▸ **YOUR OBJECTIVE**
Without changing a single word, output each entry.

(Point localization data)
= = = = = = =

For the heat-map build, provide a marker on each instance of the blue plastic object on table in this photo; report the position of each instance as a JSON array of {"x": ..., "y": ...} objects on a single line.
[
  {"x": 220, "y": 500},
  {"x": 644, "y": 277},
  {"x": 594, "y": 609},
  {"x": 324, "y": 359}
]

= = = = = = =

▸ **ANSWER SECTION**
For the heat-map build, provide a marker on each instance of the blue plastic object on table in this photo; report the position of each instance as a JSON array of {"x": ..., "y": ...} objects on a single line.
[
  {"x": 220, "y": 500},
  {"x": 644, "y": 277},
  {"x": 594, "y": 609},
  {"x": 324, "y": 359}
]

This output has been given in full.